INSTRUCTION — Extract the final stretch of the data: the line that contains "Place one keypoint per instance of the thick" and every line after it, unaltered, and no other lines.

**** GIVEN RECORDS ****

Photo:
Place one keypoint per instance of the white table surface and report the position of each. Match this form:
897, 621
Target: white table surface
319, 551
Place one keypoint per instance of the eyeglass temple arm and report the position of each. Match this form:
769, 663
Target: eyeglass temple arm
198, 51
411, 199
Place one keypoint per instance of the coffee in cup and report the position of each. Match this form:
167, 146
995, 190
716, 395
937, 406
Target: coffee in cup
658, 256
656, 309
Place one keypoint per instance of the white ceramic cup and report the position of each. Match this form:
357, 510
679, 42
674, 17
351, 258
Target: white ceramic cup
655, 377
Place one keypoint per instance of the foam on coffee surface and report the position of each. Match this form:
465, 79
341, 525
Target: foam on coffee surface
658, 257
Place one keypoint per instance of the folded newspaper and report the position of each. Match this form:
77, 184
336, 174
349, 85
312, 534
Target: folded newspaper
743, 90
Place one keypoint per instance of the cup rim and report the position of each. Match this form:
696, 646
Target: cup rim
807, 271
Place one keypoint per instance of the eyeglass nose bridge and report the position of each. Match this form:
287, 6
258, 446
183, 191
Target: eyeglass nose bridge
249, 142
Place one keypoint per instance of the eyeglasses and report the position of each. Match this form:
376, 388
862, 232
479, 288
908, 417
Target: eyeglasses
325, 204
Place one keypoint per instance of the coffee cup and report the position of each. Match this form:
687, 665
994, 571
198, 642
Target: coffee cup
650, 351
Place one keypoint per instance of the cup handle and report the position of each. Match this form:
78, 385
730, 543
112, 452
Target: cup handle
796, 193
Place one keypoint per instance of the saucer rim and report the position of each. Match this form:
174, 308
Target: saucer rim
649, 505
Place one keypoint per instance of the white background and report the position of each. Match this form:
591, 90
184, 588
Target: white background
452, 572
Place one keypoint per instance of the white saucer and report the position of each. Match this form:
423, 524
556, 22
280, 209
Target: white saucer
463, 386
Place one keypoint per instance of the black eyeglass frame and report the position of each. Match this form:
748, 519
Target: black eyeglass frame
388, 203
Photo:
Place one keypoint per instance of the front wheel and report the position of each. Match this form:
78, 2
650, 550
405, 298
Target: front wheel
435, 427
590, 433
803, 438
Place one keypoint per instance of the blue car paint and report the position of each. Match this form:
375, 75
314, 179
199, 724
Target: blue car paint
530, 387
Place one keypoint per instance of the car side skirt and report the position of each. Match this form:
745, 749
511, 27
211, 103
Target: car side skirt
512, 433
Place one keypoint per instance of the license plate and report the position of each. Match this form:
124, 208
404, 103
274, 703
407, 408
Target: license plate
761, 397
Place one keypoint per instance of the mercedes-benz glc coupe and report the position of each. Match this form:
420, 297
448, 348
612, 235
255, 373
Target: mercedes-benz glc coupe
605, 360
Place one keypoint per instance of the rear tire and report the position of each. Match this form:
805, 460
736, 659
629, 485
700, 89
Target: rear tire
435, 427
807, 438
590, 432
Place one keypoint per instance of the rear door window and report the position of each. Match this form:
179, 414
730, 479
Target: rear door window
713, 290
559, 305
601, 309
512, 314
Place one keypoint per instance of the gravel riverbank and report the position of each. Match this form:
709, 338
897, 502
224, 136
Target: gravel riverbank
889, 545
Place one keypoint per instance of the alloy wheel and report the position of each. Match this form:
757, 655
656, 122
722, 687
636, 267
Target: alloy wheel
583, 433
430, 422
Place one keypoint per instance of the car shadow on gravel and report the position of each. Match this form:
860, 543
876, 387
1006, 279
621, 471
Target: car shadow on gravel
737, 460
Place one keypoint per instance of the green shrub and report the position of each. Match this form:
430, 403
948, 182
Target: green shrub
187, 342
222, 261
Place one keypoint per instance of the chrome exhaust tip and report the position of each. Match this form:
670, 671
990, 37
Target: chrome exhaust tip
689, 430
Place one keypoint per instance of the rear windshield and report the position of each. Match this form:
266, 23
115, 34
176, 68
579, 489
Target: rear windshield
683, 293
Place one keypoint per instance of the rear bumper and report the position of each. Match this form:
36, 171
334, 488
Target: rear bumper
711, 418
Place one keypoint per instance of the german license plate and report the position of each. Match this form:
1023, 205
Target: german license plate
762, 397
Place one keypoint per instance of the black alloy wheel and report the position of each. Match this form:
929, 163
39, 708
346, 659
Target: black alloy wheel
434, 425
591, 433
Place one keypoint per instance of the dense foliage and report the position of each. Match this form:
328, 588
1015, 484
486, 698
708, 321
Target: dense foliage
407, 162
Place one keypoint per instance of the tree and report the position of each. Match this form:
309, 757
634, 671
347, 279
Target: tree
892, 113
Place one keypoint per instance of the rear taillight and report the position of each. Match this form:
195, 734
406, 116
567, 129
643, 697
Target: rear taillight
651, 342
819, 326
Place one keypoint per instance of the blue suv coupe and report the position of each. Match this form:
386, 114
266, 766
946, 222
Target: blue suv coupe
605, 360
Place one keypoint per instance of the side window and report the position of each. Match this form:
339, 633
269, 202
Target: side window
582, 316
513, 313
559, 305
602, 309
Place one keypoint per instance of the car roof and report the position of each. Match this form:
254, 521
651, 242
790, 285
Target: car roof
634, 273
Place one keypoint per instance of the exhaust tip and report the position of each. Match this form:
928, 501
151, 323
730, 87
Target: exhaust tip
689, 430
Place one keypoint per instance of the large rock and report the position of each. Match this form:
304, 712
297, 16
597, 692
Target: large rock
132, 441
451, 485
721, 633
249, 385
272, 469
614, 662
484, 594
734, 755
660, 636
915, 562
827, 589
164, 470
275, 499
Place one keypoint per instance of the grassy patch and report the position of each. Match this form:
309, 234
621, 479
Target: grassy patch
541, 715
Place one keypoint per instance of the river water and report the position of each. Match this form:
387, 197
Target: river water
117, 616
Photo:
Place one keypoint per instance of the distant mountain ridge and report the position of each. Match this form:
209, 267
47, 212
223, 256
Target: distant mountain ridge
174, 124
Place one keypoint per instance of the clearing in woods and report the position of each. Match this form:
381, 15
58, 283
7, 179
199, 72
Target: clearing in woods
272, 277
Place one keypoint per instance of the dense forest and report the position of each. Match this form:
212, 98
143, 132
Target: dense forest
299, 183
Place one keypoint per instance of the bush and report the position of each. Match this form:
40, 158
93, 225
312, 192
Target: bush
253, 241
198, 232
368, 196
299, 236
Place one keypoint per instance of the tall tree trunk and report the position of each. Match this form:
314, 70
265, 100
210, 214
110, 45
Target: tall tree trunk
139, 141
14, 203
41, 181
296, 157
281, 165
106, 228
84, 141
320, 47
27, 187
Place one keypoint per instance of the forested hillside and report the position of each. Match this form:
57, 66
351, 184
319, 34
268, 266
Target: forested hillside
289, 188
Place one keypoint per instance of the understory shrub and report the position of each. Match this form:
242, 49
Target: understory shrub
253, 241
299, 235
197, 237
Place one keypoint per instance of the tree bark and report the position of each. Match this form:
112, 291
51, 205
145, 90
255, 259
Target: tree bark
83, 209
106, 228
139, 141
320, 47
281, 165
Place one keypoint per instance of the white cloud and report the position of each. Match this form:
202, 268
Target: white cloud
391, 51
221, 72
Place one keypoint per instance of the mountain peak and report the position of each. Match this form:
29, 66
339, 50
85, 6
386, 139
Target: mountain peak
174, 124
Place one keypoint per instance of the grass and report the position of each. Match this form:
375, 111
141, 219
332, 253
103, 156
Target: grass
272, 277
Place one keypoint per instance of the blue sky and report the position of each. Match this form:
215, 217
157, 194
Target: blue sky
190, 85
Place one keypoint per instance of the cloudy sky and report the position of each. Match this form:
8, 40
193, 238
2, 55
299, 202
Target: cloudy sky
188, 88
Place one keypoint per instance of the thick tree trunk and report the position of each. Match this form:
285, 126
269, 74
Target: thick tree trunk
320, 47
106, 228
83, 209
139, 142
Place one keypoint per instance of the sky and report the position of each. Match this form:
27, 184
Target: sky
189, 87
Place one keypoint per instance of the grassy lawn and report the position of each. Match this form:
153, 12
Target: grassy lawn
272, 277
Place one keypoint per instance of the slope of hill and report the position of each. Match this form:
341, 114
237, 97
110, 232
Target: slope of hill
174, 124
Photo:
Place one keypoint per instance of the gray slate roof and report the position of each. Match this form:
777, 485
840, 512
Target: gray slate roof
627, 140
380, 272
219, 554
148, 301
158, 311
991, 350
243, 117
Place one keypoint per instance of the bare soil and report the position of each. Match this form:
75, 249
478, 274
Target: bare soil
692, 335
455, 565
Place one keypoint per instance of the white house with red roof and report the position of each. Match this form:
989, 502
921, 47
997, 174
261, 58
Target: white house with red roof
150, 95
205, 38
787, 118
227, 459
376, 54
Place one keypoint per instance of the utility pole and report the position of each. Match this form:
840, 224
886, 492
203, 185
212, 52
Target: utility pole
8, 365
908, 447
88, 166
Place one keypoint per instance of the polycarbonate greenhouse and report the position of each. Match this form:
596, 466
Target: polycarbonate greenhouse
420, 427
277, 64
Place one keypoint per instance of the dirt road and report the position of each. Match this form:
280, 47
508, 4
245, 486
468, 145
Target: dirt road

****

TASK RESULT —
Place one keypoint per instance of the thick tree trunk and report the position of each. Match this form:
285, 126
269, 74
Target: thick tree trunk
320, 47
106, 228
83, 209
139, 142
Place one keypoint per instance of the sky and report the position of each. Match this form:
27, 184
Target: sky
189, 87
Place one keypoint per instance of the grassy lawn and report the position of each. Match this form:
153, 12
Target: grassy lawn
272, 277
Place one keypoint per instance of the slope of hill and report the position of each. Match this form:
341, 114
237, 97
110, 232
Target: slope of hill
174, 124
Photo:
Place one keypoint per instance of the gray slate roof and report the position of each. Match this form:
777, 485
840, 512
Target: gray slate roof
627, 140
380, 272
219, 554
148, 301
158, 311
991, 350
243, 117
Place one keypoint per instance of the bare soil and report the position of each. Match this form:
75, 249
478, 274
Target: bare soil
692, 335
455, 565
Place one keypoint per instance of the white house with red roof and report the position of each. Match this form:
989, 502
921, 47
997, 174
261, 58
Target: white house with red roof
150, 95
205, 38
787, 118
227, 459
376, 54
Place one keypoint per instance of the utility pole and report the position of each. Match this form:
840, 224
886, 492
203, 185
212, 52
Target: utility pole
8, 365
908, 447
88, 166
Place one keypoint per instance of the polycarbonate greenhouse and report the position of each. Match this form:
596, 466
Target: polycarbonate greenhouse
420, 427
277, 64
Place one keypoint per instance of the dirt road and report the position of each. Match this form:
280, 47
508, 4
245, 486
468, 145
Target: dirt road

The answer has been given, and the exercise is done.